• **AUFGABENSTELLUNG**
Bearbeiten Sie die Zeilen vom Anfang des Datensatzes bis einschließlich der Zeile mit "[544,455,595,505]", indem Sie "curtain fold" durch "curtain" ersetzen und alles Übrige unverändert lassen. Geben Sie nur diese Zeilen aus, ohne die Bilder.

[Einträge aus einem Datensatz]
+--
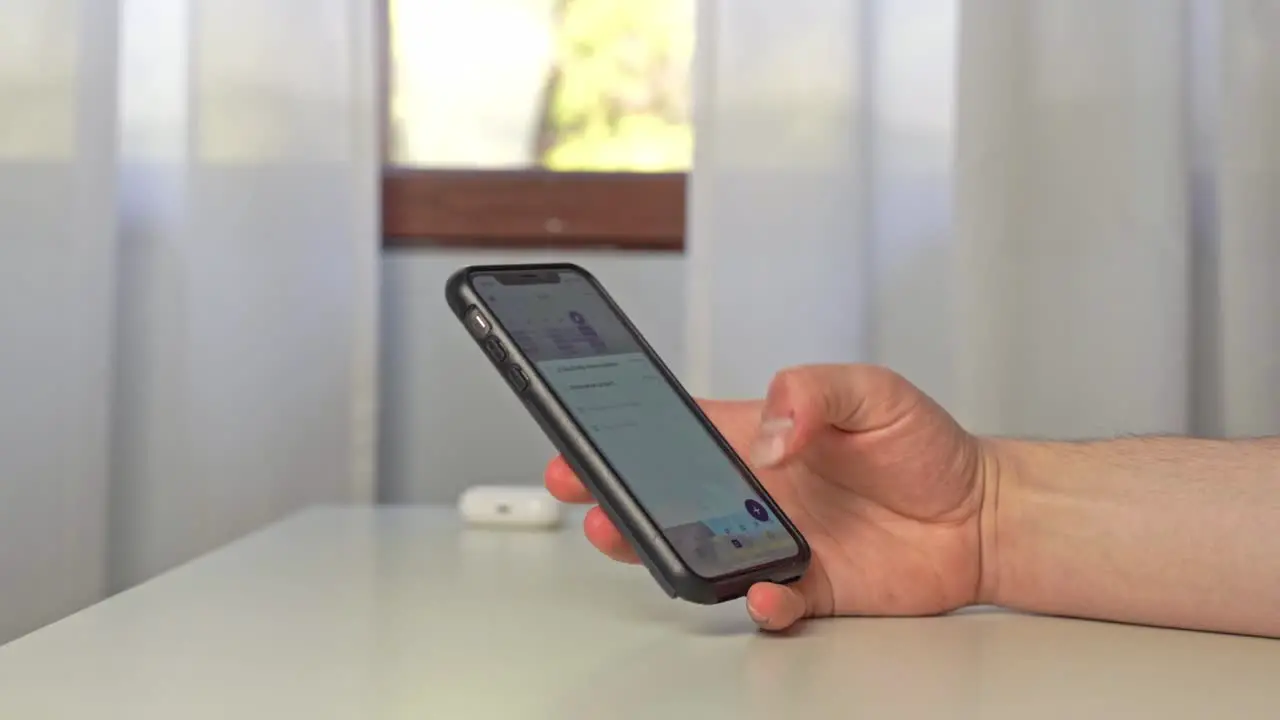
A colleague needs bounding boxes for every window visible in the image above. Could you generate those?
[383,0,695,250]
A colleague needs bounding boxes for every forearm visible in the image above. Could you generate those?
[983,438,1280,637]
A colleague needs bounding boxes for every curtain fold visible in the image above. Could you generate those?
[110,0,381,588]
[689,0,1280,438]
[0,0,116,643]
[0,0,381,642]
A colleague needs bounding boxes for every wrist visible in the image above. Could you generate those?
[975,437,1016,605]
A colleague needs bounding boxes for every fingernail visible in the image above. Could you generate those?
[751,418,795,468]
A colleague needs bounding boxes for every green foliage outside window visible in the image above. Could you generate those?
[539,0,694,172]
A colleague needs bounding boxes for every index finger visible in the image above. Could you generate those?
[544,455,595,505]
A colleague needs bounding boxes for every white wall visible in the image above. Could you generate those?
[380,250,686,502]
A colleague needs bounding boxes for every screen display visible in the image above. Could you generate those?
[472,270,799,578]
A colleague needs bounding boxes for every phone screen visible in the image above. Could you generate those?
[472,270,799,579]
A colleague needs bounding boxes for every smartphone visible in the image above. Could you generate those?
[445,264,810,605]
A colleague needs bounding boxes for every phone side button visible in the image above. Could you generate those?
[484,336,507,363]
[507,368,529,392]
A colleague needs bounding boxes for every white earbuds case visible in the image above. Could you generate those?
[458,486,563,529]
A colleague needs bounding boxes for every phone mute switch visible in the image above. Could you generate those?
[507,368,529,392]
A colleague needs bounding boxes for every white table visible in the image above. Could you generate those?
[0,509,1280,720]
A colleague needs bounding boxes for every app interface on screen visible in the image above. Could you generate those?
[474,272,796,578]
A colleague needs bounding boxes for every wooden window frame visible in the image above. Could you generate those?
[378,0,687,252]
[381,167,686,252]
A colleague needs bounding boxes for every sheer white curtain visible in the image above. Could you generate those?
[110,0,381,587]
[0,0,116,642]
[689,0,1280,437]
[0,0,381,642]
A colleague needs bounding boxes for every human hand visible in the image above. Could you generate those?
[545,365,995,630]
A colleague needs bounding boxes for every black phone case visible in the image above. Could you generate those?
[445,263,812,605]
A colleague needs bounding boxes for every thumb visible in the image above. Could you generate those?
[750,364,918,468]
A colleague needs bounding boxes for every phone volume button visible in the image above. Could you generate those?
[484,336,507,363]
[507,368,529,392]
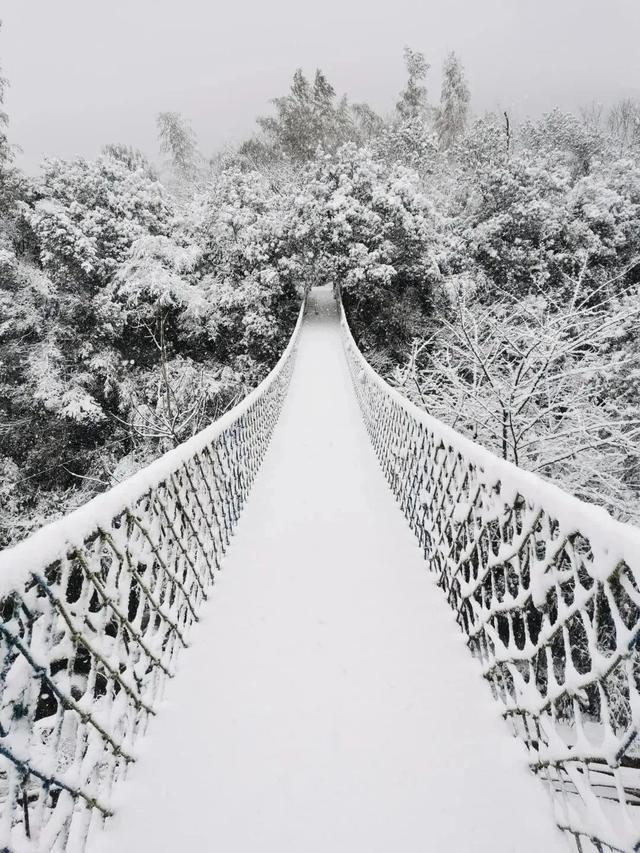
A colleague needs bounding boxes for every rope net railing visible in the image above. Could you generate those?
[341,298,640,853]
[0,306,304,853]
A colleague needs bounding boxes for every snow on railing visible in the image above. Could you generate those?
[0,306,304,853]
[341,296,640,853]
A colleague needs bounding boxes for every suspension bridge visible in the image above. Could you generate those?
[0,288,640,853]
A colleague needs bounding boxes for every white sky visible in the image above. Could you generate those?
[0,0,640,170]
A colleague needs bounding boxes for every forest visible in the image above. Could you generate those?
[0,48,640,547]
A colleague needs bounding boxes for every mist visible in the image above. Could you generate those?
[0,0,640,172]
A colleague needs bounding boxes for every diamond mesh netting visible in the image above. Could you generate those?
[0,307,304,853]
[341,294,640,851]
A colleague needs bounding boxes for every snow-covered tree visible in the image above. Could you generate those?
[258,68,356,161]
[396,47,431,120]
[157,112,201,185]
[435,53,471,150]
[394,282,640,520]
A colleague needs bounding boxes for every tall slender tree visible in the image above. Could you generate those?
+--
• **SCHRIFTLICHE ANTWORT**
A colleague needs bounding boxes for every window visible in the image above. Could you generate those?
[383,0,695,250]
A colleague needs bounding boxes for every forearm visible in the image above. Could you generate those?
[983,438,1280,637]
A colleague needs bounding boxes for every curtain visible in the image above. Could you generate those?
[110,0,381,588]
[689,0,1280,438]
[0,0,116,643]
[0,0,381,642]
A colleague needs bounding boxes for every wrist visible in the image above. Could you generate those?
[975,437,1016,605]
A colleague needs bounding boxes for every fingernail visible in the image above. Could you generate those?
[751,418,795,468]
A colleague needs bounding boxes for every green foliage outside window visible in the image above. Could you generate those?
[539,0,694,172]
A colleague needs bounding boxes for every index finger visible in the image above. Could you generate those?
[544,455,595,505]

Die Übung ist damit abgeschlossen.